From an idea to a start-up, what is the journey like? What are the steps that you need to take to accomplish your dream?
With an aim to inspire and guide the budding entrepreneurs amongst us, Chi Sun College held its first session of “Tech Talk Thursdays at Chi Sun College” for the spring semester, on 9th February 2017. Giving voice to the theme of the evening, “Start-up 101: Building the Next Big Thing”, was none other than Elliot Leung, Founder and CEO of the “Gaifong” app, one of the top 20 start-ups in Hong Kong of 2016. A big attraction of the talk was also the launch of the brand new online exclusive item-sharing initiative at Chi Sun College in partnership with Gaifong.
Using Gaifong as an example, Elliot went on to explain that it is generally the simple incidents that can often lead to brilliant business ideas. You just need to grab the opportunity when you see it.
So, how did Gaifong come into being? As Elliot put it, one day, he was at a friend’s place, and they wanted to play cards. However, none of them had a pack, and that led him to thinking that someone in the building must have the cards but there is no easy way to approach them without risking invading their privacy. What if there was an app that connected people to one another through rentals? In time, that app came into being as Gaifong – the future of Rentals or as Elliot claims, “the antidote to overconsumption.”
Quite surprisingly Elliot’s first question to the free-spirited Chi-sunners was “Why would you want to start a business? It’s actually one of the riskier things you do in your life.” The answer was simpler: Money, fame and/or purpose. However, to make the journey easier, “you need to understand yourself [and] understand what drives you.”

▶ [Goals]:
(A) Copy the section of the start-up talk article that starts with "From an idea" and ends with "you see it.", and switch "spring semester" to "fall semester" in it.
(B) Resume the start-up talk article from the point where it stops.
The listing has no connection to the start-up talk article.

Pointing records

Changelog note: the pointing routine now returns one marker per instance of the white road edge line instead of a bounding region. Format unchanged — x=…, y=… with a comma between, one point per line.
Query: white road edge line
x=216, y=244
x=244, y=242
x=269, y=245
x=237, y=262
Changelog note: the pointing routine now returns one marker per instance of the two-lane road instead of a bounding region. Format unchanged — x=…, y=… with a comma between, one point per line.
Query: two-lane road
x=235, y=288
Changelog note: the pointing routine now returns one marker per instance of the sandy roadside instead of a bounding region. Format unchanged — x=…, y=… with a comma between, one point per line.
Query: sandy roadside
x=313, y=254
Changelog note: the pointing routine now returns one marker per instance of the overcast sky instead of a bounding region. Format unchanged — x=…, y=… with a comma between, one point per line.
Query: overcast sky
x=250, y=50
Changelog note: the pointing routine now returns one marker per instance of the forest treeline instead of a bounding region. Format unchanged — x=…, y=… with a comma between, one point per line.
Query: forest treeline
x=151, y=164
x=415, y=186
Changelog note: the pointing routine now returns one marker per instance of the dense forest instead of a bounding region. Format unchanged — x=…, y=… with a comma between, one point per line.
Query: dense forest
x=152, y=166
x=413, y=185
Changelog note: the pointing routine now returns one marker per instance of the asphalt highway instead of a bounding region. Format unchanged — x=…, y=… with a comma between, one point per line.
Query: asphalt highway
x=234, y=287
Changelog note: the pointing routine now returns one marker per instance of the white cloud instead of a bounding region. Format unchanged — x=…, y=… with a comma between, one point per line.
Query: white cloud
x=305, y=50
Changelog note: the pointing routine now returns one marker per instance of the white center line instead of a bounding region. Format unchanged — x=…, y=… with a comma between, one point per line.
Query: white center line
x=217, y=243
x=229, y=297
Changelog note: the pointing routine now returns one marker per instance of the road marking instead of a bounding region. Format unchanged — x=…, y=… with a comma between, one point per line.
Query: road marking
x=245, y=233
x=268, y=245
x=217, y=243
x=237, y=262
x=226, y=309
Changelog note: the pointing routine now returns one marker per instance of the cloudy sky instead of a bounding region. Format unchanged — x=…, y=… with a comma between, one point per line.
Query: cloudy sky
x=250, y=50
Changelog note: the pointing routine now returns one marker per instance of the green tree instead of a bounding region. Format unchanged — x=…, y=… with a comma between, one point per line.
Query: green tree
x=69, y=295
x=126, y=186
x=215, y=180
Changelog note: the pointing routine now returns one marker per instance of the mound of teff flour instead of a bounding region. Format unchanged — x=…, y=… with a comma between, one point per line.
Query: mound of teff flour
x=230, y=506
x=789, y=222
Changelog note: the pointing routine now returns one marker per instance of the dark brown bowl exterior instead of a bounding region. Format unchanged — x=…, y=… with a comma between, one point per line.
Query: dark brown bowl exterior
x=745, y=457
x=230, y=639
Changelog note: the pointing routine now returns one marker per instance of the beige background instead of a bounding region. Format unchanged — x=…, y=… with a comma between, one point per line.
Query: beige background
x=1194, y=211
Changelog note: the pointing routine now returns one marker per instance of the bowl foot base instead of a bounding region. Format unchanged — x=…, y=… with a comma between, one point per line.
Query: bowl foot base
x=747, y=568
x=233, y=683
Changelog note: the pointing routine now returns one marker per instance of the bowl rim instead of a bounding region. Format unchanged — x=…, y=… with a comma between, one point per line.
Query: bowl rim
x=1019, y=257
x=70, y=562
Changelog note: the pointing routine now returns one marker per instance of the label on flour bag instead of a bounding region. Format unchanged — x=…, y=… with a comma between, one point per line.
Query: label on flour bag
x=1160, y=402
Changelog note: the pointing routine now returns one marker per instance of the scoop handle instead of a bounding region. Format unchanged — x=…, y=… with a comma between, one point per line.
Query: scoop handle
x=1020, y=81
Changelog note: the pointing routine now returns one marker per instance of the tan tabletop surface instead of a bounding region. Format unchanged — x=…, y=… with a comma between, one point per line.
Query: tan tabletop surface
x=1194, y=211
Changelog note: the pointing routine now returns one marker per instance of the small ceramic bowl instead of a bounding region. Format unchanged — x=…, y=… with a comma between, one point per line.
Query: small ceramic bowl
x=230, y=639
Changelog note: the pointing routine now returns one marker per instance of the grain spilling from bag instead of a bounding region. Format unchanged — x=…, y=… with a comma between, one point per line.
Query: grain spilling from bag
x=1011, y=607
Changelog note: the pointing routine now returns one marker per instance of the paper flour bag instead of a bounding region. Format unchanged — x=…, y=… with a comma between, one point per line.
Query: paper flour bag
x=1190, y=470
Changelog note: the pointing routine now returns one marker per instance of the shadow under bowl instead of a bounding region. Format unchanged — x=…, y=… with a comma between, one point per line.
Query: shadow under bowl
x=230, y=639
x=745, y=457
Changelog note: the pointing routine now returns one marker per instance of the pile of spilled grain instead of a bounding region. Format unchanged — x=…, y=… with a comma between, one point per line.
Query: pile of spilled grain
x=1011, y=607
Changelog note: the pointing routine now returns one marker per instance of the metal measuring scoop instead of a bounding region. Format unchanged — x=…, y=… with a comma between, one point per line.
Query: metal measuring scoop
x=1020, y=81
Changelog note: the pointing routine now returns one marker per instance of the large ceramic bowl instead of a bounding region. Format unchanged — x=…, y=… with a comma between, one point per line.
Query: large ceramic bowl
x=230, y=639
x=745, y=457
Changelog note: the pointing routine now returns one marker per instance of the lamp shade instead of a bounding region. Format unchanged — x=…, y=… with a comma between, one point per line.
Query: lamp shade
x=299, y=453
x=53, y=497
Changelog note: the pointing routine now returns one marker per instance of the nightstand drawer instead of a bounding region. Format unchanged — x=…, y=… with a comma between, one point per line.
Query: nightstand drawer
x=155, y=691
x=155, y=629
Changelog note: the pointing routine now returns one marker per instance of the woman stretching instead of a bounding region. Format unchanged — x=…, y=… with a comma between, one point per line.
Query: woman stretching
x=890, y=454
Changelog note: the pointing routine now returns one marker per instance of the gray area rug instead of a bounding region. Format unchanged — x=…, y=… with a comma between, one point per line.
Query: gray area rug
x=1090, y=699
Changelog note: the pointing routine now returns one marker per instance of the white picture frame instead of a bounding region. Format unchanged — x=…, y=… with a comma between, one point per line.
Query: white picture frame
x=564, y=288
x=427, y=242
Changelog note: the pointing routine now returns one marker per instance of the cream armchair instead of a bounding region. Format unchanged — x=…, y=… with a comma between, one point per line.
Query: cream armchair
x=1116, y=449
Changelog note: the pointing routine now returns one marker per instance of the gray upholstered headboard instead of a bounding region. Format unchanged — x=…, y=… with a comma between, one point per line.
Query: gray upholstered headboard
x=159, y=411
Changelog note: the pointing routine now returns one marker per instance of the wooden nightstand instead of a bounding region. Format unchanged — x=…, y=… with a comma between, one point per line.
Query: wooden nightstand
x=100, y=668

▶ [Outputs by task]:
(A)
From an idea to a start-up, what is the journey like? What are the steps that you need to take to accomplish your dream?
With an aim to inspire and guide the budding entrepreneurs amongst us, Chi Sun College held its first session of “Tech Talk Thursdays at Chi Sun College” for the fall semester, on 9th February 2017. Giving voice to the theme of the evening, “Start-up 101: Building the Next Big Thing”, was none other than Elliot Leung, Founder and CEO of the “Gaifong” app, one of the top 20 start-ups in Hong Kong of 2016. A big attraction of the talk was also the launch of the brand new online exclusive item-sharing initiative at Chi Sun College in partnership with Gaifong.
Using Gaifong as an example, Elliot went on to explain that it is generally the simple incidents that can often lead to brilliant business ideas. You just need to grab the opportunity when you see it.

(B)
What was it that drove Elliot? In his words, he considers himself a “money plus purpose” kind of entrepreneur. His aim isn’t to just build a profit-making firm that will benefit the community, but also to build a company that is so independent that it won’t need him anymore.
So, what all does one need to do to create the next big thing? First comes the idea. And what differentiates a normal idea from a brilliant one? Simply put, innovativeness, scalability and the necessity of it. Then comes the need to find teammates. Elliot highly recommends one to find a co-founder, and not just any co-founder, but someone who will be smarter. And on the subject of co-workers, Elliot has a reminder: “Don’t forget to sign the shareholder’s agreement. You wouldn’t want your partner to run away with all the money, will you?”
Then of course comes the registration of the company and the fund raising. Paperwork may not sound enjoyable, but as Elliot put it: “If you don’t like paperwork, then maybe starting a company is wrong for you, because it involves a lot of paperwork.”
He also highlighted a number of ways to raise funds for your new company. Of course, there is the classic approach of using one’s savings. Other than that, you can always opt for trying to get loans or as Elliot did, apply for government grants.
Another issue that often worries entrepreneurs is that of copyright. “What if people copy my idea?” Though that seems worrying, Elliot sees it another way: “If someone copies your idea, it’s a testimony as to how good the idea is. It helps drive traffic and media attention to your area.”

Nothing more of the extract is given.